--- Your assignment ---
Would you please output, word for word, the span of the listing below that opens on the line containing "Could you please locate the large dark" and closes on the line containing "Could you please locate the black"? Include both ends and nothing more.

--- Provided records ---
====================
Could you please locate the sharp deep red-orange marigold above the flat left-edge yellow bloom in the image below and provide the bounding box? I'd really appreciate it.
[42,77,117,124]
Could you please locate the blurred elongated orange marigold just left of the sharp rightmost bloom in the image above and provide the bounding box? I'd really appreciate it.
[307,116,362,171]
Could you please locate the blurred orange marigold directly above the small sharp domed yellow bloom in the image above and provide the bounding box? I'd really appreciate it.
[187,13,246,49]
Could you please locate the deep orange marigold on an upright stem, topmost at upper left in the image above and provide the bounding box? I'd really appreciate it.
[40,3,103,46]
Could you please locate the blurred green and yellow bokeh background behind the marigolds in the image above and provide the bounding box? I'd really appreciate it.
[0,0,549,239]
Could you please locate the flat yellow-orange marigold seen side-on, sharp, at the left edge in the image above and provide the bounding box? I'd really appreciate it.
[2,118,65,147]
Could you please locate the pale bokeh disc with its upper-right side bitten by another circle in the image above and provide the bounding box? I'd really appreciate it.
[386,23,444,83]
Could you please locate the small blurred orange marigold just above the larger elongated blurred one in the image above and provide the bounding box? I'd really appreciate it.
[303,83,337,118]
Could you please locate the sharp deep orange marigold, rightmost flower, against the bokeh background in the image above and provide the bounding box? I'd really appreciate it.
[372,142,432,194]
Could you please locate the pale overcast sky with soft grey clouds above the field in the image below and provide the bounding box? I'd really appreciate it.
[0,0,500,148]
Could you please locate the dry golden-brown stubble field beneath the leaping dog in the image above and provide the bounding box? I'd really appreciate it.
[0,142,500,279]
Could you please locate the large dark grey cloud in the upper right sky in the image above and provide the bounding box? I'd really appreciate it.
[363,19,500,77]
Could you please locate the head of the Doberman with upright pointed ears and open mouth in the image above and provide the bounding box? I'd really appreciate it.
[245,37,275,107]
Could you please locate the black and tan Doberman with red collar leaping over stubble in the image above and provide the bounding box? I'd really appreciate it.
====================
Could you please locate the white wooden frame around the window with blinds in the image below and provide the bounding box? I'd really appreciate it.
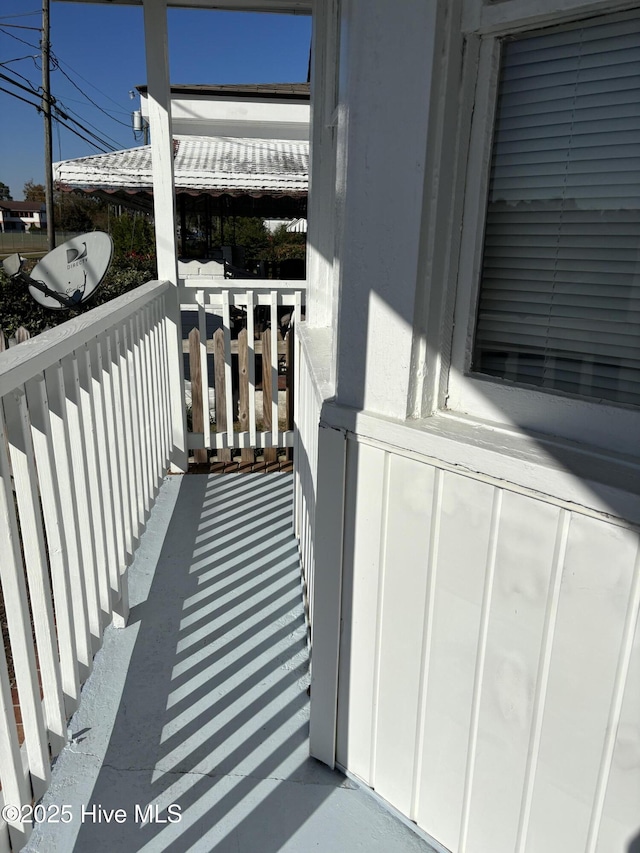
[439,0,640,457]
====================
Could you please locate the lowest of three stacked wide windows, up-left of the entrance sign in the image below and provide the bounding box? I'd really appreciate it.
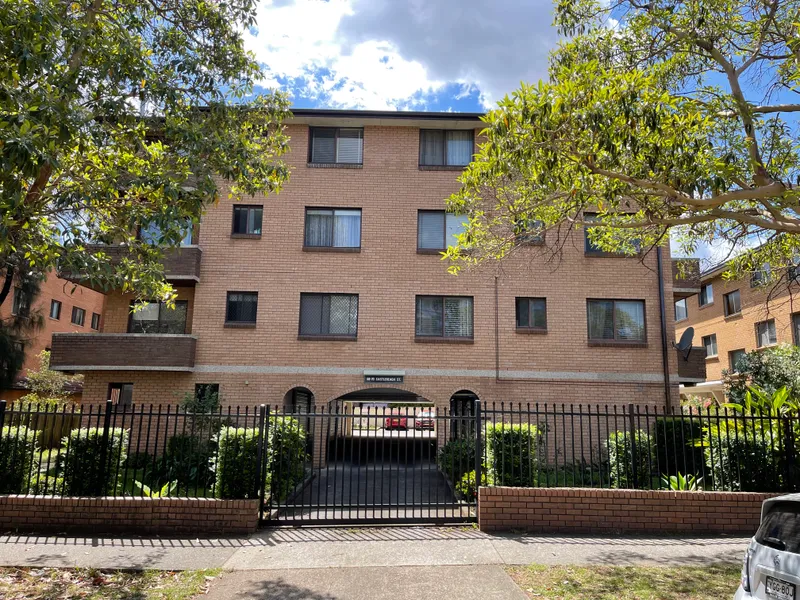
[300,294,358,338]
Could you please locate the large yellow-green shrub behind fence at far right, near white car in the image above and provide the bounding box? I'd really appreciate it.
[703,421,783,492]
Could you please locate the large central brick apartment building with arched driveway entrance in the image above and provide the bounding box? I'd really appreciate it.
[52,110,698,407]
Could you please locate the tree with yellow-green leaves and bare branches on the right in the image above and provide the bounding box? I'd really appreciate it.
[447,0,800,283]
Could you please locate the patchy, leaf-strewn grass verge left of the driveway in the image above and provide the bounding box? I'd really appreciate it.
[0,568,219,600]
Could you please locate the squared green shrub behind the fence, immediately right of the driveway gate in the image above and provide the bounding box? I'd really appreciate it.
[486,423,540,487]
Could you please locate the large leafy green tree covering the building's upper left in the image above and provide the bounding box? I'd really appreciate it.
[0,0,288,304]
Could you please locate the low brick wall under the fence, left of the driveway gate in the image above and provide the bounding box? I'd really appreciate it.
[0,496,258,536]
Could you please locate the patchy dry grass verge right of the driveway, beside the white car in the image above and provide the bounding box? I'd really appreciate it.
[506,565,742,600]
====================
--- Solution to the exercise ---
Could you please locate the large dark grey cloud in the upper right sky in the image above and provide the bounding box? I'd really appreciate it.
[363,19,500,77]
Could you please locate the head of the Doberman with upright pointed ears and open mouth in the image above and provide the bounding box? I'd really appreciate it.
[245,37,275,107]
Could you please locate the black and tan Doberman with red collar leaping over stubble in the image above and provide the bounding box? I'd really appreciate it.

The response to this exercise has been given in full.